• _The request_
Reproduce, unchanged, everything in the material from the line containing "long-sleeve shirt accordingly, writing one line per instance." down to the line containing "(1037, 302)", including both of those lines.

• _Pointing records for named objects_
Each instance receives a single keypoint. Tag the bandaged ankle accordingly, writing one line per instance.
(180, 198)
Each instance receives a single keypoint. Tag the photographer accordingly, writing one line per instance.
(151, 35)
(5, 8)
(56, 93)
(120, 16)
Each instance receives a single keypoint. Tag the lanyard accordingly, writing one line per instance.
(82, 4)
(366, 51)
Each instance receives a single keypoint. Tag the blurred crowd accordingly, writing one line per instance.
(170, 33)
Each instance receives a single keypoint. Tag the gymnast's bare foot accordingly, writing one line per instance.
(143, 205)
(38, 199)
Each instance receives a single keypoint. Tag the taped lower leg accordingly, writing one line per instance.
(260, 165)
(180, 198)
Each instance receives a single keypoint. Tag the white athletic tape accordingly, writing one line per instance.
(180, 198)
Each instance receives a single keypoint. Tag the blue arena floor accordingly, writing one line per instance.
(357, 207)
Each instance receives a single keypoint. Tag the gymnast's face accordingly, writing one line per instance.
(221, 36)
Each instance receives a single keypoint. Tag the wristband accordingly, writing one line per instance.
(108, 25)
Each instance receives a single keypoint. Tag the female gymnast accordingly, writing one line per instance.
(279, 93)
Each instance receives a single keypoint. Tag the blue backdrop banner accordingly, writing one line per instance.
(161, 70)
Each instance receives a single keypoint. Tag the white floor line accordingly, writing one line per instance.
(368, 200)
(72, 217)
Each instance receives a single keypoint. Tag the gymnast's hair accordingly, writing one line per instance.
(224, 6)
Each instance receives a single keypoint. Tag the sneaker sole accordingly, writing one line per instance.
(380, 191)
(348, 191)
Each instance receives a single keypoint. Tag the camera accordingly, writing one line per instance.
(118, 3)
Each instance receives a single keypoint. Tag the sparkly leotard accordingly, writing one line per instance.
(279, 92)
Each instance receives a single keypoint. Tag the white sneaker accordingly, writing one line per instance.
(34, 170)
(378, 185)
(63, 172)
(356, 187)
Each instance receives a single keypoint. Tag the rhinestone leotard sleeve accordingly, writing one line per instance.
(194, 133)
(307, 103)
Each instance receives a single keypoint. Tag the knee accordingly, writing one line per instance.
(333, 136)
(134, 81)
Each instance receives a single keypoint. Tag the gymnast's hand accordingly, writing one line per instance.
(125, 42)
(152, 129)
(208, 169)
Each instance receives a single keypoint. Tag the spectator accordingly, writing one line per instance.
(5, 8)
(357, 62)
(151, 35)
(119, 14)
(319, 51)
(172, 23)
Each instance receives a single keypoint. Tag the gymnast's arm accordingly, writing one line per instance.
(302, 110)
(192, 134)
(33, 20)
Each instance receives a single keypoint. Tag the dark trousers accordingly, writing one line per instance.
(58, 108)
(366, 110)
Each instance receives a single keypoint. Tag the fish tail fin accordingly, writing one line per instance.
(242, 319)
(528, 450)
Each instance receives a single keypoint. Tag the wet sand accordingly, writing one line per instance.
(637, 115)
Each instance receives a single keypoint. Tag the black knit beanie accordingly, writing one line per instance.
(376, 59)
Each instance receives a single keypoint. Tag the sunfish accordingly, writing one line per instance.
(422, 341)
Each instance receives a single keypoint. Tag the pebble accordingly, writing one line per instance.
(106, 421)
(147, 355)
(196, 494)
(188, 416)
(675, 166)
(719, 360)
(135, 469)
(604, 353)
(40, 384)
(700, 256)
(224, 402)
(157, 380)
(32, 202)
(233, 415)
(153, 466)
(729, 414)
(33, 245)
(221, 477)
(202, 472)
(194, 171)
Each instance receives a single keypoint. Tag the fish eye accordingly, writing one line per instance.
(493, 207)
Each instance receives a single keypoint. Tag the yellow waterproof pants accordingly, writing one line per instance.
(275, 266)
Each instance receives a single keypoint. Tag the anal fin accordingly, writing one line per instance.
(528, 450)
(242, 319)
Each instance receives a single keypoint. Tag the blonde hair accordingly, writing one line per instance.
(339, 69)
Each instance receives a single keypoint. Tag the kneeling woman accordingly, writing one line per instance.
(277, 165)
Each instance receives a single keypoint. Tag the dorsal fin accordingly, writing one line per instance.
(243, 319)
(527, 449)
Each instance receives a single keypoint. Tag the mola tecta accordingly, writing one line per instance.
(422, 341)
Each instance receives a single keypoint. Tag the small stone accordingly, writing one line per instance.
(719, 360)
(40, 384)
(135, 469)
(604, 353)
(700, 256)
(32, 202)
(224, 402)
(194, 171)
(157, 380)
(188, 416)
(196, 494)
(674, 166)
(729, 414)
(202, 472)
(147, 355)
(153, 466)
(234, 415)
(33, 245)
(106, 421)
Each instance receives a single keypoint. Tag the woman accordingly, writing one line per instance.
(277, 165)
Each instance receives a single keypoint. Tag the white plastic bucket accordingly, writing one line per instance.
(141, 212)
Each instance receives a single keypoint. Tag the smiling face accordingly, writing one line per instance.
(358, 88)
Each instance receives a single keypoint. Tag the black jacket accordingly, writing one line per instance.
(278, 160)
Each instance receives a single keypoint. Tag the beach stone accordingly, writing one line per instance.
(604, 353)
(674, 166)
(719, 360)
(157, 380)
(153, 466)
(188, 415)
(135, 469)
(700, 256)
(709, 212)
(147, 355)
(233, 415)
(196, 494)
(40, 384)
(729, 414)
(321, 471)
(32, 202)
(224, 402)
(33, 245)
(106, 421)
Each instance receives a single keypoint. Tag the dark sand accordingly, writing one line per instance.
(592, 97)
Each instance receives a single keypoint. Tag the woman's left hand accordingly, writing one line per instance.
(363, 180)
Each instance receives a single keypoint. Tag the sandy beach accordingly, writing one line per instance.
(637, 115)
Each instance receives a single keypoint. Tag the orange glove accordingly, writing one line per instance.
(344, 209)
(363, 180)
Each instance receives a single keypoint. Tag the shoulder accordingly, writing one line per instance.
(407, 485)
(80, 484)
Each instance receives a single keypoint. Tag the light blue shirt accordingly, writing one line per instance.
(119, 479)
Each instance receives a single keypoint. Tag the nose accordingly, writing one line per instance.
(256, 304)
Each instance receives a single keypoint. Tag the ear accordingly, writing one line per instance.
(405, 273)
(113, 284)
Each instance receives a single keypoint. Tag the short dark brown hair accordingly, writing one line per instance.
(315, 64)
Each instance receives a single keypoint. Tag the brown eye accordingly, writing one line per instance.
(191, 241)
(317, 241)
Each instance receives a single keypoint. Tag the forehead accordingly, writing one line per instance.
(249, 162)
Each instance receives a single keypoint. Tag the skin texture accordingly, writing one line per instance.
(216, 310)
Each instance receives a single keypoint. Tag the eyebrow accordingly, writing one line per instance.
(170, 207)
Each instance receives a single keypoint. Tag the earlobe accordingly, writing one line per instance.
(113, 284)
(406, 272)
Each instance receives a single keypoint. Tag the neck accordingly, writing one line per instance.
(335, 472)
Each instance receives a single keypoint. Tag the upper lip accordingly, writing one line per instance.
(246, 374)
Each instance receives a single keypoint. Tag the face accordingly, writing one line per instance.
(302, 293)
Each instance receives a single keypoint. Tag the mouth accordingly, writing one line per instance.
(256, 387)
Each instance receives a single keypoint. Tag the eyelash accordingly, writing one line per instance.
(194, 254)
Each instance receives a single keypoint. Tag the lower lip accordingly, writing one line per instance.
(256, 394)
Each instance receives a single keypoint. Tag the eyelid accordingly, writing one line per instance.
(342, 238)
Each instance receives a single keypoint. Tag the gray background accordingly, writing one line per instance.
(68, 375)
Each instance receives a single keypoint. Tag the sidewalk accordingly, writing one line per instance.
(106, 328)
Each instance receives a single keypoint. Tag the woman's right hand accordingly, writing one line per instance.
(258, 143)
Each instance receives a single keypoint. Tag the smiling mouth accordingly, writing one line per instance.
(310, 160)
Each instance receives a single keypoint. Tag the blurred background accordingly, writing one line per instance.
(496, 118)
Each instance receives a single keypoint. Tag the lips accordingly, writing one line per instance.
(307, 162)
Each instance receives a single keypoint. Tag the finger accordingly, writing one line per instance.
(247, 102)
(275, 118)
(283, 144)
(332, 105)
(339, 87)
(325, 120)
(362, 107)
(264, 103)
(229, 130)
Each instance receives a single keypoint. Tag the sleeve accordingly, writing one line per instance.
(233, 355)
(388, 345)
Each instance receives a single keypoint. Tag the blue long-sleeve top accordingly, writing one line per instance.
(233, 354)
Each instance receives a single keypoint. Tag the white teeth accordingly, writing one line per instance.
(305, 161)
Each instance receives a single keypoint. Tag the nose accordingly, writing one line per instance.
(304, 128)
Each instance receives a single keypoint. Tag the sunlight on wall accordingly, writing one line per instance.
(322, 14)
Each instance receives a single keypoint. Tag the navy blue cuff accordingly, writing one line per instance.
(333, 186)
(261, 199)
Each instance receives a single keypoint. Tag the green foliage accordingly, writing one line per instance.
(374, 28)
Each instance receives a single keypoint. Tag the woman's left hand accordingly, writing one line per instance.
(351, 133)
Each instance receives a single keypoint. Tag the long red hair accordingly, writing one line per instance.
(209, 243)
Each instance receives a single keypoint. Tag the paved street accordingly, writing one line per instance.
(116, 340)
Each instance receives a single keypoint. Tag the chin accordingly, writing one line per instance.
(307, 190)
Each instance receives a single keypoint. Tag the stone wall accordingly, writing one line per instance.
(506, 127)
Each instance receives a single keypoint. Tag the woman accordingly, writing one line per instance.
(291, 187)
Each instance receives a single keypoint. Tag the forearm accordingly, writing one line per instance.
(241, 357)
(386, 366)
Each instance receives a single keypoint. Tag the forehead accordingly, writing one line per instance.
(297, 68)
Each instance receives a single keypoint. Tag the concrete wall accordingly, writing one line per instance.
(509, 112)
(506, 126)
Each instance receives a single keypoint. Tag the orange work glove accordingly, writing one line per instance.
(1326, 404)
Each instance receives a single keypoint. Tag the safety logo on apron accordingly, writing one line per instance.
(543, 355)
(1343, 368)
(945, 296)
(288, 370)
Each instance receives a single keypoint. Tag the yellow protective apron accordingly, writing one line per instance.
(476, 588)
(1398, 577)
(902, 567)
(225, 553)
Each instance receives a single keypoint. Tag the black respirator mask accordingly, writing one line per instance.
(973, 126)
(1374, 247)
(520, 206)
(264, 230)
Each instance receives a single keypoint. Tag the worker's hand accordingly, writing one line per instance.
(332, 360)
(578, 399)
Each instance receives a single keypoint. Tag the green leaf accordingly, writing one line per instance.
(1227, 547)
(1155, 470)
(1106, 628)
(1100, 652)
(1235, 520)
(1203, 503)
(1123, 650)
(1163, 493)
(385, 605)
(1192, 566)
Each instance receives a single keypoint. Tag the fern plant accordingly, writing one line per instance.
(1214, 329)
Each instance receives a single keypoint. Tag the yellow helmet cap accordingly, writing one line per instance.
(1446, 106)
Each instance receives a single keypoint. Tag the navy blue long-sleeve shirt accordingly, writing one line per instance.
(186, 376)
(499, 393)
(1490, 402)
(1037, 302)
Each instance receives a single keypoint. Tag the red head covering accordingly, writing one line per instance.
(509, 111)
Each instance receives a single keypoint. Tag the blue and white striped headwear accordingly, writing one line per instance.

• _Written reply_
Each instance receives a single keypoint. Tag the navy blue long-sleeve shirt accordingly, writing one line per instance.
(186, 376)
(499, 393)
(1490, 402)
(1037, 302)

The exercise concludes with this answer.